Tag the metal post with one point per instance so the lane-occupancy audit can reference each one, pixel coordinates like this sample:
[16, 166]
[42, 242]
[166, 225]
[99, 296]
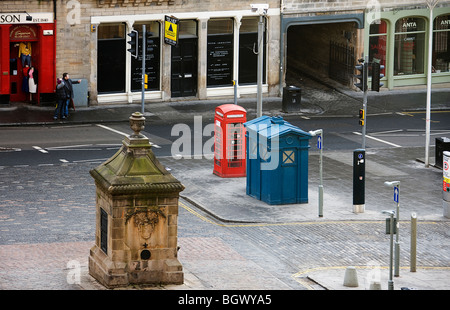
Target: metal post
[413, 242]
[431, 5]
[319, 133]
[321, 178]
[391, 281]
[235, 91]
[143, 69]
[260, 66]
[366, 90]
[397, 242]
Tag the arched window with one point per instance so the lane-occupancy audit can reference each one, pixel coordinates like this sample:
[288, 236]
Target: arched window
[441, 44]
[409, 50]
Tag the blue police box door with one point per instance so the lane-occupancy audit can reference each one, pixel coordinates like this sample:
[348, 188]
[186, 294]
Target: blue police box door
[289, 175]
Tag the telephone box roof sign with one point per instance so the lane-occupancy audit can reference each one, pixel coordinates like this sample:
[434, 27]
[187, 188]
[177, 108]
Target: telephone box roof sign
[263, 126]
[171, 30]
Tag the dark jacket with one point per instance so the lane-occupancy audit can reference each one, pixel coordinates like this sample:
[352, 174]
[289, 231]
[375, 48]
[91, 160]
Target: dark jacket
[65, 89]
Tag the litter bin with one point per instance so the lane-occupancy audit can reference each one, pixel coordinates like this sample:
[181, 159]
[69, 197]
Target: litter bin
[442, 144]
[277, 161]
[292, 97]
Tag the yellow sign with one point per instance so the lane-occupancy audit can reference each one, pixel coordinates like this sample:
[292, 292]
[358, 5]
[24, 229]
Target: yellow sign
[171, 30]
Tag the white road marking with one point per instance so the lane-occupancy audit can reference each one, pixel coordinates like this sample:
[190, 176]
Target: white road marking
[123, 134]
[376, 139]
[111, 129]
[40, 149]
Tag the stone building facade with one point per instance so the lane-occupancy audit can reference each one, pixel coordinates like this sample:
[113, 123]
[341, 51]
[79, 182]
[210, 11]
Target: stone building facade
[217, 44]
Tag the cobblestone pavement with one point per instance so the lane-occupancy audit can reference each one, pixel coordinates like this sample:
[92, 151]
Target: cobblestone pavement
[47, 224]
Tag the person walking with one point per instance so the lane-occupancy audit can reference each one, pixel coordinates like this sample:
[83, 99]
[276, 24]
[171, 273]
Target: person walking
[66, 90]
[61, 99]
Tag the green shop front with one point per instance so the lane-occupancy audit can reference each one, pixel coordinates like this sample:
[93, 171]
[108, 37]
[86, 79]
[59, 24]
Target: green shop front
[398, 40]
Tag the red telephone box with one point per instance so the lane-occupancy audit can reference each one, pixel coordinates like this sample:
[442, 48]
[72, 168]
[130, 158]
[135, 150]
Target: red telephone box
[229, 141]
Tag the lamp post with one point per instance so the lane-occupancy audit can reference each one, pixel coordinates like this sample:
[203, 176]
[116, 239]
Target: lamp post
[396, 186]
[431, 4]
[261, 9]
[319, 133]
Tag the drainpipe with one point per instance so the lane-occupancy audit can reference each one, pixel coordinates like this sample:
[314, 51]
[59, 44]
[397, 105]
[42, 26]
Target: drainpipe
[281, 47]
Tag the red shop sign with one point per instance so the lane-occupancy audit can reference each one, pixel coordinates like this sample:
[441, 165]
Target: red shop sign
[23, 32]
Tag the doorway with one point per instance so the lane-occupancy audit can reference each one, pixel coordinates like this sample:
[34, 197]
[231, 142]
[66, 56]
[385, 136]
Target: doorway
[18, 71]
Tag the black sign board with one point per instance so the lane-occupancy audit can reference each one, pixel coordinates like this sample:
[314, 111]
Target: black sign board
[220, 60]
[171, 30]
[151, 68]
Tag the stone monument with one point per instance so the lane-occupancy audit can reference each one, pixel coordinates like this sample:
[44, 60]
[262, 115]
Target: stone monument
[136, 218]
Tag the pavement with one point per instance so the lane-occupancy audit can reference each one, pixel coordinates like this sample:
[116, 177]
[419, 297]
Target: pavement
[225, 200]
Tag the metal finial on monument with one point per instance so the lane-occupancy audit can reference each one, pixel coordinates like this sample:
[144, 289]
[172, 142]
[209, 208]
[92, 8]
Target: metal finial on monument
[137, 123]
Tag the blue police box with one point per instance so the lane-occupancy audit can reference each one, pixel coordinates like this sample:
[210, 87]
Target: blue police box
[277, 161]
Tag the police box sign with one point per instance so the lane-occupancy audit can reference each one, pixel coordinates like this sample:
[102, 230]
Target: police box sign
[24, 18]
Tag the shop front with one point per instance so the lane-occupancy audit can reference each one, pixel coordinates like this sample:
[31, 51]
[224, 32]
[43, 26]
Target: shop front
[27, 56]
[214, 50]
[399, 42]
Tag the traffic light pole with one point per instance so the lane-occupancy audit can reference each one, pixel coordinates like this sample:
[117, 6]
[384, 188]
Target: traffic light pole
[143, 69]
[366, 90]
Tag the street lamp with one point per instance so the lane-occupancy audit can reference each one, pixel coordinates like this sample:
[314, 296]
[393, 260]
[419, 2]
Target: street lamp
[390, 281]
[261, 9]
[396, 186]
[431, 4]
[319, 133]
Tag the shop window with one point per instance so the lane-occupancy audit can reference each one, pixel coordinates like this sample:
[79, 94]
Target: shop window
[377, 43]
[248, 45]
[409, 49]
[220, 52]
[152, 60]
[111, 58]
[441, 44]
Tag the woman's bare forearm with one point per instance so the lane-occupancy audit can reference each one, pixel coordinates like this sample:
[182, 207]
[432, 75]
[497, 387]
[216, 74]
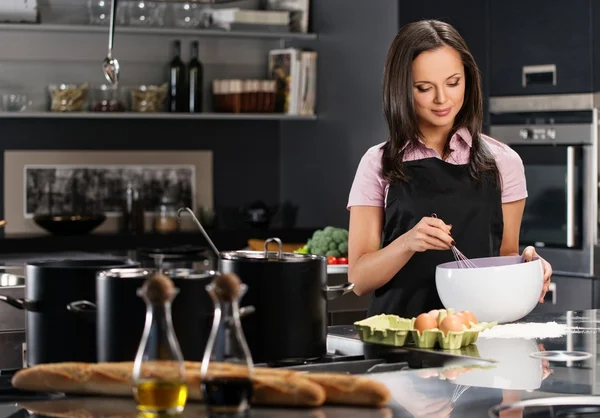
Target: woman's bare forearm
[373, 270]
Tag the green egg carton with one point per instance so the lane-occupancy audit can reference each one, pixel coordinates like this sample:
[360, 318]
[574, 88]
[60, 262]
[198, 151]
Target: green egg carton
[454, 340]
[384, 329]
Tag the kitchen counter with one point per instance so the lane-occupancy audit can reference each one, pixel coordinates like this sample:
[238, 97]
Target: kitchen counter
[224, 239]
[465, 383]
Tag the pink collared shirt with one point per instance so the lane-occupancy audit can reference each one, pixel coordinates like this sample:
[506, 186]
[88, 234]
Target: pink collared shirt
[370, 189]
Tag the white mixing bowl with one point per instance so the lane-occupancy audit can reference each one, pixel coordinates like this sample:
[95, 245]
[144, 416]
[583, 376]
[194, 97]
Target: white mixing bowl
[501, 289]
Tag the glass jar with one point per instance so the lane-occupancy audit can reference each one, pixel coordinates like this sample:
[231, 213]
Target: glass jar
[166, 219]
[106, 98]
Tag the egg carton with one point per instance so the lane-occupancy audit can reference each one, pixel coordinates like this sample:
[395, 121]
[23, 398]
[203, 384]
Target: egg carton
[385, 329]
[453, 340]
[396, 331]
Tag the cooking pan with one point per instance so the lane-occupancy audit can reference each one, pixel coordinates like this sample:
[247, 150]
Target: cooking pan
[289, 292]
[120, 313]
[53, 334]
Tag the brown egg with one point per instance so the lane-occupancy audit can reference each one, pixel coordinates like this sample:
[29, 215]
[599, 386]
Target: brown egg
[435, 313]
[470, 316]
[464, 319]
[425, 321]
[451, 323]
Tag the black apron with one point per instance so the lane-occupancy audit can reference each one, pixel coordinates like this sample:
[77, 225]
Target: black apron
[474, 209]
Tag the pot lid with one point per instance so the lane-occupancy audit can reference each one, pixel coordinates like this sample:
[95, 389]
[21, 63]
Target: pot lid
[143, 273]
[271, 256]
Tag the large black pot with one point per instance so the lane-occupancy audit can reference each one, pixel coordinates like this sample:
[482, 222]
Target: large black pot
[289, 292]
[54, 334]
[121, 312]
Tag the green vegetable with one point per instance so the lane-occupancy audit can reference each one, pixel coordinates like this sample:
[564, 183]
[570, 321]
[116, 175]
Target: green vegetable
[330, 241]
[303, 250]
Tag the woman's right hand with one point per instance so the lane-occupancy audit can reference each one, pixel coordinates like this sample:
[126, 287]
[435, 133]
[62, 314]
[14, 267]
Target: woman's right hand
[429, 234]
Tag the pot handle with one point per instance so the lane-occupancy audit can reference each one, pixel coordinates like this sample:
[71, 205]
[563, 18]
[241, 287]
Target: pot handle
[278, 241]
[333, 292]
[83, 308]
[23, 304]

### Your task
In the entries above, find the line containing "Tag the white mixing". Set down that line and every line after it through the last one, exactly and alone.

### Written solution
Tag the white mixing bowl with one point per instance so the lane-occupancy audit can reference each one, pixel coordinates like this sample:
[95, 245]
[144, 416]
[583, 376]
[194, 97]
Target: white mixing bowl
[501, 289]
Tag the glass jar with one point per instance so the lane-occupancy audit can reference each one, pixel coordinates like this sample:
[231, 213]
Target: glass jar
[166, 219]
[106, 98]
Tag the egg carton with one point per instance so the lane-occupancy audit can reference each one, pixel coordinates like this sample:
[395, 121]
[23, 398]
[203, 384]
Target: egg carton
[385, 329]
[453, 340]
[396, 331]
Tag the cooking pan with one point per instance so the lane-occupancy audit can reference each one, pixel coordinates like this sample:
[247, 150]
Target: cooking pan
[289, 292]
[120, 313]
[53, 334]
Tag the brown egg with one point per instance so the lane-occupancy audit can reference each one, pixel coordinates like this sample:
[29, 215]
[599, 386]
Target: brown egg
[435, 313]
[470, 316]
[464, 319]
[425, 321]
[451, 323]
Tag the black apron with one point per instance so the lane-occupancy audit can reference each one, pixel coordinates like this sample:
[77, 225]
Target: black apron
[474, 209]
Tag the pot lid with one point per instance so the lane-occupancy audit can reference each one, pixel coordinates like this sample:
[95, 389]
[21, 63]
Target: pot lid
[143, 273]
[271, 256]
Tag the large black pot with one point per instance so the lane-occupancy audit can reference each one, pixel coordinates like this sample:
[482, 222]
Target: large black pot
[289, 292]
[54, 334]
[121, 312]
Tag the green vegetable with one point per instance so the lane-occupancy audit can reference each one, pixel coordinates like this sample:
[564, 183]
[570, 321]
[116, 175]
Target: green vegetable
[330, 241]
[303, 250]
Tag the woman's right hand with one point per instance so the lane-occupancy audit can reference each one, pixel coordinates like this sample:
[126, 287]
[435, 133]
[62, 314]
[14, 267]
Target: woman's right hand
[429, 234]
Tag the pot handle with one point per instance so the lane-occupancy audit can reference each one, pixel coordinates like this sample:
[71, 205]
[563, 18]
[241, 287]
Target: pot handle
[278, 241]
[333, 292]
[83, 308]
[23, 304]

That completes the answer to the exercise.